WORK TO COMPLETE -> Reproduce, word for word, everything in the forum thread on partial colorblindness from "After switching my" down to "with your name.".

TEXT SECTION ->
begin

# Partial colorblindness



## CoolGuyIsCool (Nov 26, 2010)

I am partially colorblind, colors for me are somewhat hard to tell apart. Red/Orange and Yellow/Orange give me the most trouble on a standard 3x3. So I have to get stickers that I can tell apart very easily, and I need very good lighting. Otherwise I confuse colors and usually mess up.
I can't solve Megaminx, too many colors. Haha.
I average 18 seconds on 3x3 by the way.


----------



## cubefan4848 (Nov 26, 2010)

That's pretty fast for being partially colourblind


----------



## Edward (Nov 26, 2010)

Welcome 
Hey isn't Stachu colorblind?


----------



## Chrish (Nov 26, 2010)

Color deficient, not colorblind.


----------



## waffle=ijm (Nov 26, 2010)

statue is, so is waffo. well....partially


----------



## Gold_A (Nov 26, 2010)

cubefan4848 said:


> That's pretty fast for being partially colourblind



Yea I guess that is pretty fast for partial colourblindness, or at least that's what I would have thought before I met Harris Chan... difference though, his is red-green colourblindness I think


----------



## StachuK1992 (Nov 26, 2010)

waffle=ijm said:


> statue is, so is waffo. well....partially


 
Statue is indeed partially colorblind.
Here are some differences I have problems with:
red-green-orange-yellow
gray-pink
green-blue-purple

After switching my orange to black, my times went down a decent amount (1s) and I felt a decent reduction in visual strain while solving.


----------



## Cubezz (Nov 26, 2010)

Hope you enjoy the forums 
And also...awesome name, and your avi is really funny (in a positive way) with your name.


----------



## CoolGuyIsCool (Nov 26, 2010)

Yeah, red/green is bad, red/orange is bad, orange/yellow is bad.


----------



## goatseforever (Nov 26, 2010)

http://www.archimedes-lab.org/colorblindnesstest.html#visione

Scored a 3/10 on this XD guess I'm pretty colorblind


----------



## Lorken (Nov 26, 2010)

Is it possible to be colourblind without knowing it? like you never encounter the colour where it is significant and you wouldn't know and neither would anyone else since you don't know. Does it work like that? sorry for off topic.

Try using a white cube, or a Japanese colour scheme one.


----------



## Inf3rn0 (Nov 26, 2010)

Lorken said:


> Try using a white cube, or a Japanese colour scheme one.


 
The problem with using a Japanese colour scheme is that the colours are still the same. So he would still have difficulty in telling the colours apart.


----------



## NeedReality (Nov 26, 2010)

end

SOURCE DATA ->
begin

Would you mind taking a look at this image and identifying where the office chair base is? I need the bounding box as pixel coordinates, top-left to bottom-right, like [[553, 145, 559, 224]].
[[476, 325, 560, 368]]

end

EXERCISE RESPONSE ->
After switching my orange to black, my times went down a decent amount (1s) and I felt a decent reduction in visual strain while solving.


----------



## Cubezz (Nov 26, 2010)

Hope you enjoy the forums 
And also...awesome name, and your avi is really funny (in a positive way) with your name.